Rewrite the data from the line that has "Exercise. Spot the white" through the end, changing "building wall" to "brick wall" and keeping everything else the same.
##### Extracted data
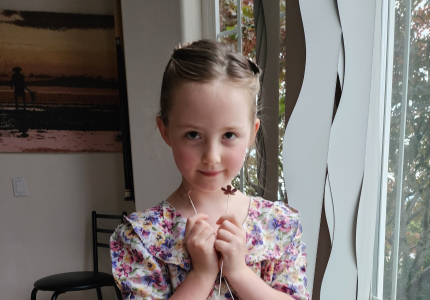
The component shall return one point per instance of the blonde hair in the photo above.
(207, 61)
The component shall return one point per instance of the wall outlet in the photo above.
(19, 187)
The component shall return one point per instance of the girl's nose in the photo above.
(211, 155)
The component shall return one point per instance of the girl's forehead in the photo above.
(210, 102)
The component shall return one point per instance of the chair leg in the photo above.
(99, 294)
(55, 295)
(33, 294)
(117, 291)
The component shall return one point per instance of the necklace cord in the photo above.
(222, 261)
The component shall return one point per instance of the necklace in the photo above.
(228, 191)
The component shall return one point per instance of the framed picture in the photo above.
(58, 83)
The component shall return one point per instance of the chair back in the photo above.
(96, 244)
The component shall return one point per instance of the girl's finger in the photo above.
(206, 234)
(230, 217)
(229, 226)
(226, 236)
(198, 228)
(221, 246)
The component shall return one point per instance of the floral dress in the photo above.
(150, 259)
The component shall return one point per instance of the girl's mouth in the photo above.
(210, 174)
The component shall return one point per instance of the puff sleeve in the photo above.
(137, 273)
(288, 273)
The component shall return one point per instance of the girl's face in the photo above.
(209, 130)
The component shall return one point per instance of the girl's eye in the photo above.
(193, 135)
(229, 135)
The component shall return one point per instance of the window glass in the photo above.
(413, 276)
(228, 19)
(227, 14)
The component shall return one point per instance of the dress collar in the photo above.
(162, 230)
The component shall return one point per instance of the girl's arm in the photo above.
(249, 286)
(195, 286)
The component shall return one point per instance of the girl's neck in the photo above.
(201, 199)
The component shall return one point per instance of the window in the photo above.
(236, 27)
(406, 253)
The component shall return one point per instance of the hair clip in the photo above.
(254, 67)
(229, 191)
(186, 194)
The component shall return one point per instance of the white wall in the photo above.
(151, 30)
(49, 231)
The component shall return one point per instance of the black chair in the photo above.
(85, 280)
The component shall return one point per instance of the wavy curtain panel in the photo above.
(307, 134)
(331, 149)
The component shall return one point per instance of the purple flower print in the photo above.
(142, 232)
(154, 249)
(168, 243)
(164, 255)
(283, 288)
(123, 269)
(267, 204)
(158, 281)
(256, 230)
(126, 286)
(153, 219)
(278, 267)
(273, 224)
(133, 217)
(254, 213)
(136, 257)
(115, 245)
(167, 226)
(256, 240)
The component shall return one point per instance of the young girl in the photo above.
(179, 248)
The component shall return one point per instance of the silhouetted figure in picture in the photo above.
(17, 83)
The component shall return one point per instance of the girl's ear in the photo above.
(163, 130)
(255, 127)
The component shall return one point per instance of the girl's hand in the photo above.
(231, 243)
(199, 239)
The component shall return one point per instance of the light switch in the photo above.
(19, 187)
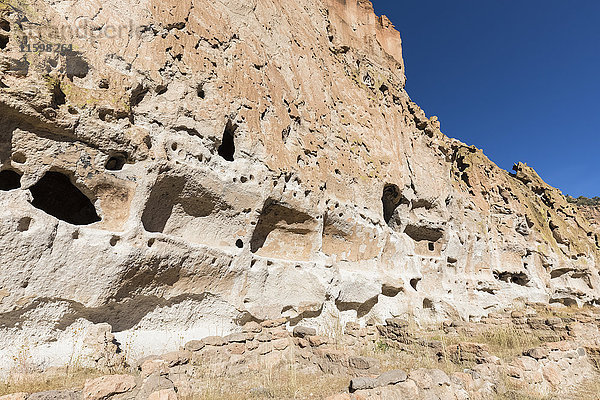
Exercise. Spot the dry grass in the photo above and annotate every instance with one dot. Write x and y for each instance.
(37, 382)
(268, 383)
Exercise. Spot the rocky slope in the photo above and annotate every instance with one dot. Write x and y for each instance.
(192, 166)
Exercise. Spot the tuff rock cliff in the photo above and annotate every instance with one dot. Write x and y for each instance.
(189, 166)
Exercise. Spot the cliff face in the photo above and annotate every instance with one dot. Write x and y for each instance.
(189, 166)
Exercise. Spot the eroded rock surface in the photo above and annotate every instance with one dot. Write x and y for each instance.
(190, 166)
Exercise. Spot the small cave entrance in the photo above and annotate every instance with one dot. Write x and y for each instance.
(391, 199)
(423, 233)
(9, 180)
(56, 195)
(116, 162)
(518, 278)
(227, 147)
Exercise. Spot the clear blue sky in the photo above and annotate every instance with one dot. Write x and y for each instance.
(519, 79)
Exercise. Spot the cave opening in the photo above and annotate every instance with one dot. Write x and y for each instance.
(56, 195)
(227, 147)
(9, 180)
(391, 199)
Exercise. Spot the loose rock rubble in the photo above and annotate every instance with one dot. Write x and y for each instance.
(475, 360)
(215, 163)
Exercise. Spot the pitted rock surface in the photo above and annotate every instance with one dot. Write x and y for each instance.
(190, 166)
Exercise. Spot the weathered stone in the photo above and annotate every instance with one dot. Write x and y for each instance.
(237, 348)
(303, 332)
(273, 323)
(397, 323)
(391, 378)
(265, 348)
(157, 366)
(166, 394)
(362, 383)
(537, 352)
(214, 341)
(238, 337)
(264, 337)
(175, 358)
(106, 386)
(362, 362)
(316, 341)
(301, 179)
(252, 327)
(56, 395)
(194, 345)
(280, 344)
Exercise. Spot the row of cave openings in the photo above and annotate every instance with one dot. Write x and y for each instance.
(56, 195)
(391, 199)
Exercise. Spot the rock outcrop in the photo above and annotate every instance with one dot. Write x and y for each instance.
(178, 169)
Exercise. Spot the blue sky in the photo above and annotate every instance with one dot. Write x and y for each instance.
(519, 79)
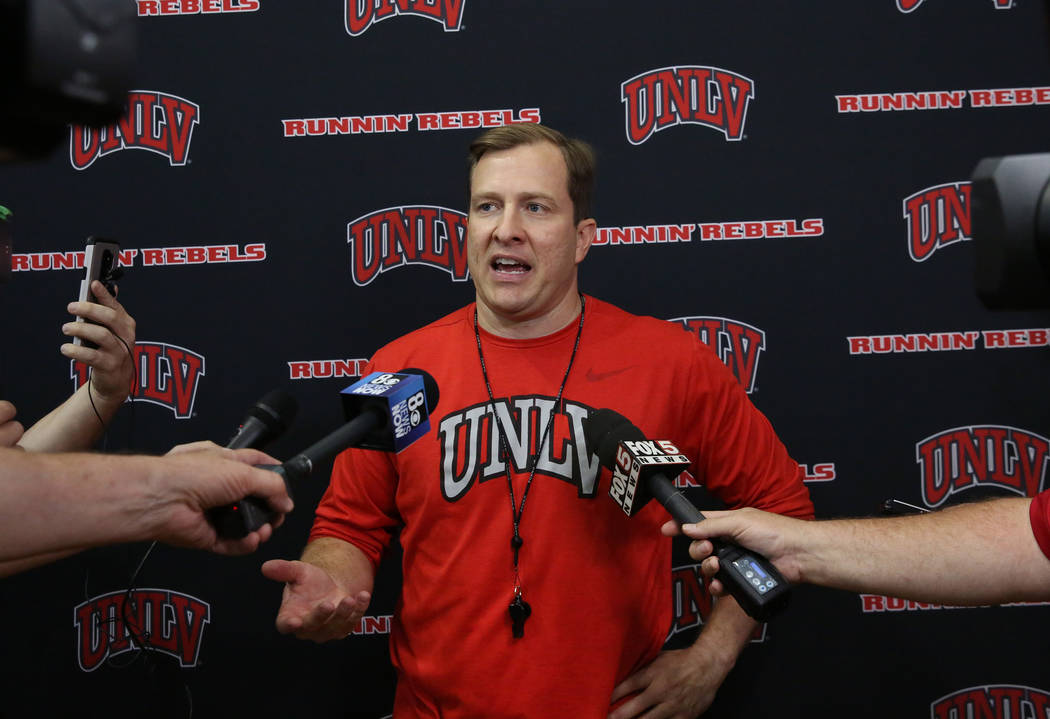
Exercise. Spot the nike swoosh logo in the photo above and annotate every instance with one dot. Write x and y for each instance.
(599, 376)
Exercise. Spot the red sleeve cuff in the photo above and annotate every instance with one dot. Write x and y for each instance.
(1038, 512)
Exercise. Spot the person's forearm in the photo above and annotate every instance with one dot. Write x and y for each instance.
(726, 632)
(72, 425)
(15, 566)
(51, 503)
(978, 553)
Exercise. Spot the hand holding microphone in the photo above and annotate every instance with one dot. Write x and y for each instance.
(639, 473)
(391, 411)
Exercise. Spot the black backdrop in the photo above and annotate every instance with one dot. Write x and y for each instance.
(831, 277)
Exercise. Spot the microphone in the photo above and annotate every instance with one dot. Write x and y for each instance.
(266, 421)
(638, 467)
(392, 411)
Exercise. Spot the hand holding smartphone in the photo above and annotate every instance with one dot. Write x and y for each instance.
(101, 262)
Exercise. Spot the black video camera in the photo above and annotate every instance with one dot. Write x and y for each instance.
(67, 62)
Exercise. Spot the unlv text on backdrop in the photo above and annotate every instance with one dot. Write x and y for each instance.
(992, 701)
(154, 121)
(738, 345)
(937, 216)
(687, 94)
(392, 237)
(360, 16)
(166, 375)
(172, 621)
(988, 456)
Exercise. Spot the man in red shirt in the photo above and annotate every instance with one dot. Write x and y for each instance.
(525, 592)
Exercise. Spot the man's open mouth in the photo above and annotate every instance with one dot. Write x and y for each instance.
(511, 266)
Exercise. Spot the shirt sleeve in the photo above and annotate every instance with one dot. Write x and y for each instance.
(740, 458)
(1038, 512)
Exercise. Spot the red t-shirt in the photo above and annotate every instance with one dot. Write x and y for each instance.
(1038, 512)
(597, 582)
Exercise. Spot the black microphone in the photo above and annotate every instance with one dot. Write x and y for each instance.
(266, 421)
(392, 411)
(638, 476)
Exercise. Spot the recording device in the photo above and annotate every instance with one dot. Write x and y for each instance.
(65, 62)
(639, 468)
(1010, 215)
(102, 259)
(266, 421)
(394, 411)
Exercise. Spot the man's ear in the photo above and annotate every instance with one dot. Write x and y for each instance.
(586, 230)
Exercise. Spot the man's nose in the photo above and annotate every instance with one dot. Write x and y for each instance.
(509, 228)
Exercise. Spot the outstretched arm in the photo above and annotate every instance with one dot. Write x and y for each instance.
(971, 554)
(74, 425)
(59, 503)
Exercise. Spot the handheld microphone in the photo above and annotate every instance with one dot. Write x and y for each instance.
(266, 421)
(393, 411)
(638, 476)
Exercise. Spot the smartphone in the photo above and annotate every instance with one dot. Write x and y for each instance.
(102, 257)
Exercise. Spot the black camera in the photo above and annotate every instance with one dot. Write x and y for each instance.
(1010, 211)
(68, 62)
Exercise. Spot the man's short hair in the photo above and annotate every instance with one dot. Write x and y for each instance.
(579, 157)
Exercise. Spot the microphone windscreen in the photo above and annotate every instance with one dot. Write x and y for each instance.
(604, 429)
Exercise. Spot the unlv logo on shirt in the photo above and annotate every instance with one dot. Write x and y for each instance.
(964, 458)
(468, 436)
(908, 5)
(166, 375)
(995, 701)
(737, 344)
(937, 216)
(362, 14)
(663, 98)
(170, 622)
(154, 121)
(435, 236)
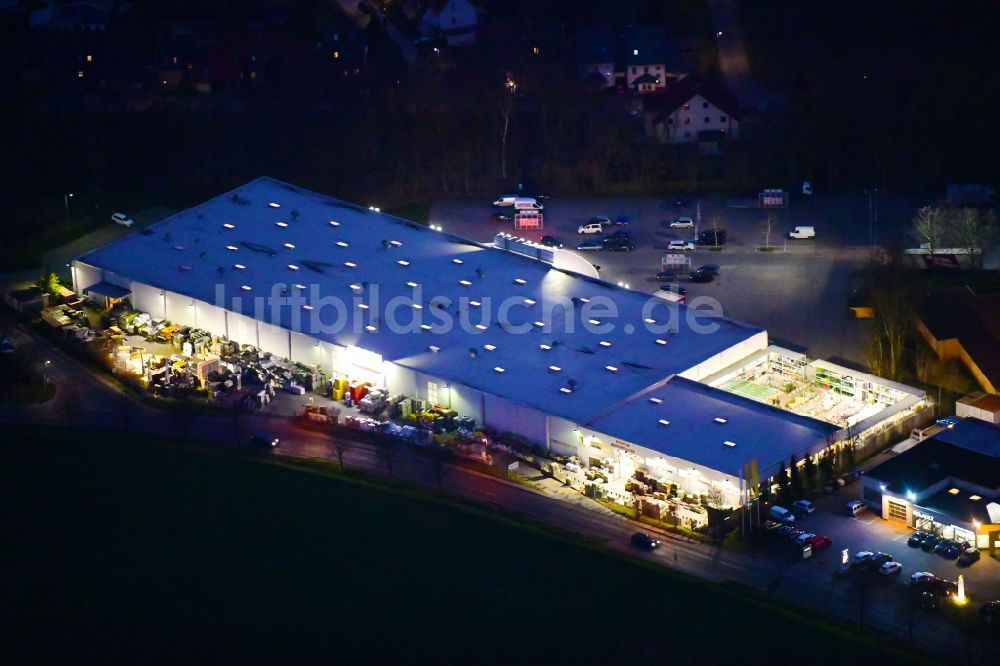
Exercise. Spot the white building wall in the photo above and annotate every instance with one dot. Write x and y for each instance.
(273, 339)
(737, 352)
(210, 317)
(564, 438)
(687, 122)
(148, 299)
(242, 329)
(180, 309)
(509, 417)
##########
* **Task result**:
Exercise. Spot the white brick wall in the photo above and annotate every instance with one dot. Write x and y for each instance.
(273, 339)
(737, 352)
(210, 317)
(564, 438)
(687, 122)
(148, 299)
(242, 329)
(180, 309)
(509, 417)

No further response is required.